▶ _Work to complete_:
Copy out the items below word for word, from the line with "Mark every instance of the yellow" to the line with "(1014, 802)", including both of those lines.

§

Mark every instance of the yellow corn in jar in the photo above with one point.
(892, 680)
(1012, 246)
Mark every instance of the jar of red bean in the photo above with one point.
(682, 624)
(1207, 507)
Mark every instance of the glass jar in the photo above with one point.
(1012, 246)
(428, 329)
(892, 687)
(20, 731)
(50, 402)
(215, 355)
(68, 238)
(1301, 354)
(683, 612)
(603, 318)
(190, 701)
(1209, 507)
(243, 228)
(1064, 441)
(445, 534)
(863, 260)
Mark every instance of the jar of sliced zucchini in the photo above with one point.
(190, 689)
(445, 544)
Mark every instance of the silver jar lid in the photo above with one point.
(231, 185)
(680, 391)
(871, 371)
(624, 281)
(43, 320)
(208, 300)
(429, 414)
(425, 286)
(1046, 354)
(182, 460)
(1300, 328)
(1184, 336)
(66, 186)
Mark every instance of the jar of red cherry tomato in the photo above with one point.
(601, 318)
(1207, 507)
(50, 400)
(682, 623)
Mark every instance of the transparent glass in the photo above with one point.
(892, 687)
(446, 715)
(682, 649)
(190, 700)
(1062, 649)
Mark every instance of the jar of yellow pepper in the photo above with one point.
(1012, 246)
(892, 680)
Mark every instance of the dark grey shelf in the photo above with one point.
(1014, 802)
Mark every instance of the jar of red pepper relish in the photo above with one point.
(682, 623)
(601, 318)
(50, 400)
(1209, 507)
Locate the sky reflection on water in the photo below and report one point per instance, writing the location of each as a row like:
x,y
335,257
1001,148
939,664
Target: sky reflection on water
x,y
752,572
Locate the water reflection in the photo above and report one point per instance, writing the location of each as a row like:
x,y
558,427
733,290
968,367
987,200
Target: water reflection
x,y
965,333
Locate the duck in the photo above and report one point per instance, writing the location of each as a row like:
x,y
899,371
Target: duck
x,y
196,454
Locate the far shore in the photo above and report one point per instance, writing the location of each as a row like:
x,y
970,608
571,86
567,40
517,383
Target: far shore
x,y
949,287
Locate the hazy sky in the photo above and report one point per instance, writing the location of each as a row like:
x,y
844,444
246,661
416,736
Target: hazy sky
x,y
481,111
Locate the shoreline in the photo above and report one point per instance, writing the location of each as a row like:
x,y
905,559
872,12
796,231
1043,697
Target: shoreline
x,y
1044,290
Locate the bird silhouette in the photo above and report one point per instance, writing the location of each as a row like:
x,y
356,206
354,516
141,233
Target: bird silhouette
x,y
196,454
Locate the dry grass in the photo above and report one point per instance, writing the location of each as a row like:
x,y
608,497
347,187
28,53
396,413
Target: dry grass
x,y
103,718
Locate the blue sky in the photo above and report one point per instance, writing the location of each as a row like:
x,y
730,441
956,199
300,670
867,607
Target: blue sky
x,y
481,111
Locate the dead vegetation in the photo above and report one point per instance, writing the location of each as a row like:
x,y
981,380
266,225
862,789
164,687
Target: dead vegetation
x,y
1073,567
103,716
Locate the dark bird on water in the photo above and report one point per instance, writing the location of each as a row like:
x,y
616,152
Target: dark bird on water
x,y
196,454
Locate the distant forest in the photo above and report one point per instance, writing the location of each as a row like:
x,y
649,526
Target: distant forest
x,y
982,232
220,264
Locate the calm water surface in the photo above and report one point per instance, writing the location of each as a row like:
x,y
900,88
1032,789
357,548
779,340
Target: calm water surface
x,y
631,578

§

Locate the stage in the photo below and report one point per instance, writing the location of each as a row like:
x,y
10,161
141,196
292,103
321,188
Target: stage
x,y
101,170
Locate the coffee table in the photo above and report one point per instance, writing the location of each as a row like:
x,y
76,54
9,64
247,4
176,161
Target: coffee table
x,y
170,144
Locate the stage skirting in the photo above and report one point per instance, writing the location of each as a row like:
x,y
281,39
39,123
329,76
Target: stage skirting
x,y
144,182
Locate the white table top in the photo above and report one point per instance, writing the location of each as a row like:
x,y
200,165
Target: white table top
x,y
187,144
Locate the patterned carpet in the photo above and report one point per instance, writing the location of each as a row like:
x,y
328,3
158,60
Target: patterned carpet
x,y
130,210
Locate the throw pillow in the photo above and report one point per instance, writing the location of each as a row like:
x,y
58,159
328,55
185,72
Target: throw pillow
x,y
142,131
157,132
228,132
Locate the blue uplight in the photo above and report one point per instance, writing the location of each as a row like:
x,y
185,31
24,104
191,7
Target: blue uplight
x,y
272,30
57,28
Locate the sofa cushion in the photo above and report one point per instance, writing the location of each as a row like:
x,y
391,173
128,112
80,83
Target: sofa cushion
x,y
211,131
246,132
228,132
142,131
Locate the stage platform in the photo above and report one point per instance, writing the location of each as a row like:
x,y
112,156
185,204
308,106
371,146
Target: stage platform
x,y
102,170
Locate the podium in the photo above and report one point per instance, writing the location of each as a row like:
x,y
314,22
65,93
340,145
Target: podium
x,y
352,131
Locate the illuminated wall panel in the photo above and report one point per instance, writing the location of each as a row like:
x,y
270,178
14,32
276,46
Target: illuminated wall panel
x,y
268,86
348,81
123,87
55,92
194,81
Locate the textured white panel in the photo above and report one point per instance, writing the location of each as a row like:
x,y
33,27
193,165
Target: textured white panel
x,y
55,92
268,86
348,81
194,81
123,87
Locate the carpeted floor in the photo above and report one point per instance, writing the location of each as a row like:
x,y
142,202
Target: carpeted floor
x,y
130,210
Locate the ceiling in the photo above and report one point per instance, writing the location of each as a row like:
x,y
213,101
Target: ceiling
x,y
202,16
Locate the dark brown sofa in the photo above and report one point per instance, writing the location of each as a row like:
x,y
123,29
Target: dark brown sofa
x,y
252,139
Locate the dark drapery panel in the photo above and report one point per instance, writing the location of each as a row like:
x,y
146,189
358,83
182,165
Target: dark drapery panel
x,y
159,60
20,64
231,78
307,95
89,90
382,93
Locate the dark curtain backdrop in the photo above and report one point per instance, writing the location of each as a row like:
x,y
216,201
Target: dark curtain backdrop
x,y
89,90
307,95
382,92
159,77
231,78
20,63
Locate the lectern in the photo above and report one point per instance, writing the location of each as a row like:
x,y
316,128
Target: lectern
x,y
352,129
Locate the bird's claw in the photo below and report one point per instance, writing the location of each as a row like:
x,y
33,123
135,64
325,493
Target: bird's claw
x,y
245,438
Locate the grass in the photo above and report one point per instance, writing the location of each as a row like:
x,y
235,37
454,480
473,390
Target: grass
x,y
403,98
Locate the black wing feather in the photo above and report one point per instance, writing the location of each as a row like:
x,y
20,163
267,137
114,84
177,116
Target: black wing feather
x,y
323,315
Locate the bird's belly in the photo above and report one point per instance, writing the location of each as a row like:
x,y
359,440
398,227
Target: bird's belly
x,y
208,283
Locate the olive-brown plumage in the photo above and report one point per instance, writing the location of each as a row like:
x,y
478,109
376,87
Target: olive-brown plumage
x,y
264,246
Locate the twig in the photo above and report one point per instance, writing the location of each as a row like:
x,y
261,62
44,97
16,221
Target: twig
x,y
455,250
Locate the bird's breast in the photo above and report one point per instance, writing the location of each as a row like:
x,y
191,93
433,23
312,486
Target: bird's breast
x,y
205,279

§

▶ _Response to the exercise_:
Mark every instance of the yellow corn in jar in the photo above with one point.
(892, 680)
(1012, 246)
Mark every instance of the jar of red bean in the photo above with one point.
(682, 624)
(1207, 507)
Mark every instance of the glass jar in the photo above with one point.
(1012, 246)
(428, 329)
(892, 687)
(20, 731)
(50, 402)
(215, 355)
(68, 238)
(1301, 354)
(683, 612)
(603, 318)
(190, 701)
(1209, 507)
(243, 228)
(1064, 441)
(445, 534)
(863, 260)
Mark every instance of the jar of sliced zucchini in the photo above with one point.
(190, 689)
(445, 544)
Mark every instance of the silver jar lid in the photo above with one point.
(231, 185)
(680, 391)
(871, 371)
(624, 281)
(43, 320)
(208, 300)
(429, 414)
(425, 286)
(1046, 354)
(182, 460)
(1300, 328)
(1184, 336)
(66, 186)
Mark every instance of the jar of red cherry tomato in the photo above with one point.
(601, 318)
(1207, 507)
(50, 400)
(682, 623)
Mark every instance of the transparent glass in the photo above with one point.
(892, 687)
(446, 715)
(682, 649)
(190, 700)
(1062, 649)
Mark every instance of the jar of yellow pepper in the photo above with one point.
(1012, 246)
(892, 680)
Mark every instance of the dark grey shelf in the photo above with one point.
(1014, 802)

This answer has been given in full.